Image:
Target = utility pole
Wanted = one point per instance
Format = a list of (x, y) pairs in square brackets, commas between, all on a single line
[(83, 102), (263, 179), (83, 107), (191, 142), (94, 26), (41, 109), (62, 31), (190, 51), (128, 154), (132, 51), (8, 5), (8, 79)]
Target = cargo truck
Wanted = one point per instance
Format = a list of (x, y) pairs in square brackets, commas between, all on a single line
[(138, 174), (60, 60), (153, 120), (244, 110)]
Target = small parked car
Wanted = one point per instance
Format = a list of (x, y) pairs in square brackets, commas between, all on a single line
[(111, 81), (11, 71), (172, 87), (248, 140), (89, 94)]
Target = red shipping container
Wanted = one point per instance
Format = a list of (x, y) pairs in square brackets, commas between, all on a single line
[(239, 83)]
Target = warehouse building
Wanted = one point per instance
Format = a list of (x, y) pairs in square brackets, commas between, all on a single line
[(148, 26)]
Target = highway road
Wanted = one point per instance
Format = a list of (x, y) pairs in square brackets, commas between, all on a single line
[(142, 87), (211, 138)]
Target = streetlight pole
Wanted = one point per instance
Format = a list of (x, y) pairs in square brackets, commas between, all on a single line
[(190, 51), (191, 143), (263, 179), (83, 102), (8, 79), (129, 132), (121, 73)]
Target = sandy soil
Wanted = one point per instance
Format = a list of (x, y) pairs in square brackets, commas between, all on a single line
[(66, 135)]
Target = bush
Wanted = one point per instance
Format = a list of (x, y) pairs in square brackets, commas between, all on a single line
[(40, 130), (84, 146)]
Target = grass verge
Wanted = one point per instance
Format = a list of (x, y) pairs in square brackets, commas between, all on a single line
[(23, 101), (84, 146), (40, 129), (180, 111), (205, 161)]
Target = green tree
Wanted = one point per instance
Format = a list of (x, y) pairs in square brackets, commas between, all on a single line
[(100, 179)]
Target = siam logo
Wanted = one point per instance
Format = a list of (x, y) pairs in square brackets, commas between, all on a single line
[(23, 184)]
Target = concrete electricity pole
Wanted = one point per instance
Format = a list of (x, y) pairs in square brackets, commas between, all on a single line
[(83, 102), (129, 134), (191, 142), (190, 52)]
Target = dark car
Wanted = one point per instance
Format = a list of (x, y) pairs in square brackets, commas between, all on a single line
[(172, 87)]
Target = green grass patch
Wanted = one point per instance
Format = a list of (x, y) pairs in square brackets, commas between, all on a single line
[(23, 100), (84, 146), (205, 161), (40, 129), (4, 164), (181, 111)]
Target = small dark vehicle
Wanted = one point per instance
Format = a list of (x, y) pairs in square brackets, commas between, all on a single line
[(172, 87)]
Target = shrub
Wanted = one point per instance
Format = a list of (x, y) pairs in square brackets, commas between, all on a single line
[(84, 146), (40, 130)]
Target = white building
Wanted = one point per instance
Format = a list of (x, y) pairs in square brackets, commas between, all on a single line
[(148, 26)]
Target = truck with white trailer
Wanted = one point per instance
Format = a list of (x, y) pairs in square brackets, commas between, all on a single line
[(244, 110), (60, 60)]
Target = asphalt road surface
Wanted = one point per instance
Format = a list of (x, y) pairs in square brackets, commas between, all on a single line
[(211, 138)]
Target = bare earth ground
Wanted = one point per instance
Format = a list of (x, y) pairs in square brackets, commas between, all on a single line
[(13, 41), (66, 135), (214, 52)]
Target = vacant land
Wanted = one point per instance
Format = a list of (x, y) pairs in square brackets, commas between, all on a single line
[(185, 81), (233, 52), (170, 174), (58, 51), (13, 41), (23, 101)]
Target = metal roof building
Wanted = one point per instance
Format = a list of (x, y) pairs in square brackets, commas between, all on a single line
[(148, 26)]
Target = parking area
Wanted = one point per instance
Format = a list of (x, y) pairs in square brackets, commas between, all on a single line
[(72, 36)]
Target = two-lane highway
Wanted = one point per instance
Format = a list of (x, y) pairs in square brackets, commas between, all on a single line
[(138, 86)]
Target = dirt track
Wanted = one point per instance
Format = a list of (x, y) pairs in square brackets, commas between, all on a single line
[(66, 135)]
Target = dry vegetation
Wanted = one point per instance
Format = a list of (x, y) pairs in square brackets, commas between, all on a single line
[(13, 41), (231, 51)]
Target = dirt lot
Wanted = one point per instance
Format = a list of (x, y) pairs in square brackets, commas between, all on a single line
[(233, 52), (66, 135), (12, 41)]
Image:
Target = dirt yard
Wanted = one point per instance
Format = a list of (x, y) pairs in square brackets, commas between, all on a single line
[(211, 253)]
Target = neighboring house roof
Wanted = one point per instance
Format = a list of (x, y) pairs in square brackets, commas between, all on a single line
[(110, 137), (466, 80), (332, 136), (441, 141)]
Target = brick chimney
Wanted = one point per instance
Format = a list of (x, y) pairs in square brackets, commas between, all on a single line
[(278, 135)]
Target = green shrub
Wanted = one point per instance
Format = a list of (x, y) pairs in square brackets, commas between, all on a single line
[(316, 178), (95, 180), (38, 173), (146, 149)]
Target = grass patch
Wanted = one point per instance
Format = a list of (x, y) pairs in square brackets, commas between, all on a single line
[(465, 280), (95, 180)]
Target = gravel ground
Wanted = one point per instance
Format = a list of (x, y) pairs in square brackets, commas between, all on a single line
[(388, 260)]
--
Change "one point per instance" to "a single point for each instance" in every one of the rows above, and write the rows out again with nothing else altered.

Image:
Target = utility pole
Wanted = a single point for each instance
Format = a list of (x, y) pairs in square brackets, commas between, all on a single line
[(83, 102), (263, 179), (83, 107), (191, 142), (94, 26), (41, 109), (62, 31), (190, 51), (128, 154), (132, 51), (8, 5), (8, 79)]
Target = cargo truck
Wanted = a single point for each instance
Format = a list of (x, y) pairs in square brackets, commas between, all on a single line
[(138, 174), (60, 60), (153, 120), (244, 110)]
Target = small parked car
Wanted = a single point for each instance
Format = a list of (x, y) pairs in square brackets, commas between, all on a single line
[(111, 81), (11, 71), (172, 87), (248, 140), (89, 94)]
Target = red shipping container
Wanted = a single point for each instance
Format = a list of (x, y) pairs in square brackets, commas between, all on a single line
[(239, 83)]
Target = warehouse building
Wanted = a single point for each instance
Format = a list of (x, y) pairs in square brackets, commas between, all on a single line
[(148, 26)]
Target = highway road
Wanted = a single point for each instance
Format = a list of (x, y) pairs in square brackets, commas between, all on a single line
[(142, 87), (211, 138)]
Target = streetlight pole
Wanted = a single point for each instance
Format = a list of (x, y) pairs in square brackets, commas between, all on a single line
[(190, 51), (191, 143), (263, 179), (83, 102), (8, 79), (129, 132), (121, 73)]
Target = sandy soil
Wanted = a single point for each instance
Format = a list of (x, y) pairs in square brackets, commas between, all on a single line
[(66, 135)]
Target = bush
Wanted = a single point for each instance
Format = a list of (x, y) pairs in square brackets, commas between, all on a single line
[(40, 130), (84, 146)]
Target = grass verge
Wanted = a single point for each instance
Format = a list of (x, y) pairs in square brackets, commas between, all on a single line
[(23, 101), (84, 146), (40, 129), (180, 111), (205, 161)]
Target = green tree
Wanted = a single point for each instance
Format = a list of (x, y) pairs in square brackets, commas between, all on a single line
[(100, 179)]
Target = siam logo
Wanted = a single point for each instance
Format = a list of (x, y) pairs in square brackets, commas between, all on a single line
[(23, 184)]
Target = concrete electricity pole
Wanted = a single point for each instance
Format = a list of (x, y) pairs in square brackets, commas between, all on a single line
[(83, 102), (129, 134), (191, 142), (190, 52)]
Target = dark car
Wanted = a single point for each instance
Format = a list of (x, y) pairs in square brackets, commas between, all on a single line
[(172, 87)]
Target = green grass patch
Wanted = a single point for each instance
Format = a list of (x, y) pairs in square brackets, commas between, all on a single line
[(23, 100), (84, 146), (205, 161), (40, 129), (4, 164), (181, 111)]
Target = small dark vehicle
Wanted = a single point for each instance
Format = a list of (x, y) pairs in square brackets, commas between, all on a single line
[(172, 87)]
Target = shrub
Wanted = a single point for each instance
Format = a list of (x, y) pairs in square brackets, commas between, all on a single line
[(84, 146), (40, 130)]
Target = white building
Wanted = a single point for each instance
Format = a list of (x, y) pairs in square brackets, commas between, all on a single line
[(148, 26)]
Target = truck with white trailer
Wanted = a single point for each instance
Format = a list of (x, y) pairs in square brackets, commas between, all on a single line
[(244, 110), (60, 60)]
Target = asphalt road surface
Wanted = a single point for each instance
Format = a list of (x, y) pairs in square brackets, commas between, all on a single line
[(211, 138)]
Target = bare earth ground
Wanted = a single point for each instance
Format = a list of (x, y) pairs in square brackets, commas between, all on a single line
[(13, 41), (66, 135), (214, 52)]
Target = vacant land
Wanted = a single point for each instance
Format = a list of (x, y) pairs in square brackets, commas between, all on a single line
[(185, 81), (233, 52), (170, 174), (58, 51), (13, 41), (23, 101)]
Target = metal roof building
Wanted = a single point for each instance
Format = a list of (x, y) pairs in square brackets, commas between, all on a single line
[(148, 26)]
Target = parking area
Wanted = a single point for each instance
Format = a list of (x, y) pairs in square brackets, commas between, all on a single line
[(72, 36)]
Target = two-lane highway
Wanted = a single point for each instance
Format = a list of (x, y) pairs in square brackets, commas between, all on a single line
[(138, 86)]
Target = dirt track
Wanted = a single point for each instance
Format = a list of (x, y) pairs in square brackets, commas between, all on a single line
[(66, 135)]
Target = dry vegetation
Wanted = a single point for each instance
Format = a list of (x, y) pairs in square brackets, commas between, all on a single line
[(13, 41), (231, 51)]
Target = dirt lot
Wanted = a single point for each instance
Format = a list of (x, y) pairs in square brackets, commas between, all on a single line
[(233, 52), (66, 135), (12, 41)]
Image:
Target = dirt yard
Wanted = a single point for each instance
Format = a list of (x, y) pairs in square brackets, commas between, all on a single line
[(211, 253)]
Target = neighboring house roof
Wanted = a single point for each instance
Format = a list of (x, y) pairs in square brackets, commas between, all on a single line
[(110, 137), (466, 80), (332, 136), (441, 141)]
Target = brick chimney
Wanted = a single point for each instance
Format = a list of (x, y) pairs in square brackets, commas between, all on a single line
[(278, 135)]
Target = green shrub
Wanted = a single point for each instance
Format = a list of (x, y) pairs in square brackets, commas between, all on a single line
[(316, 178), (95, 180), (38, 173), (146, 149)]
Target = grass patch
Wanted = a single point for each instance
Format = a list of (x, y) pairs in square brackets, commas between, all on a single line
[(465, 280), (95, 180)]
Target = gravel ground
Wanted = a single point for each instance
Format = a list of (x, y) pairs in square brackets, commas between, all on a single line
[(388, 260)]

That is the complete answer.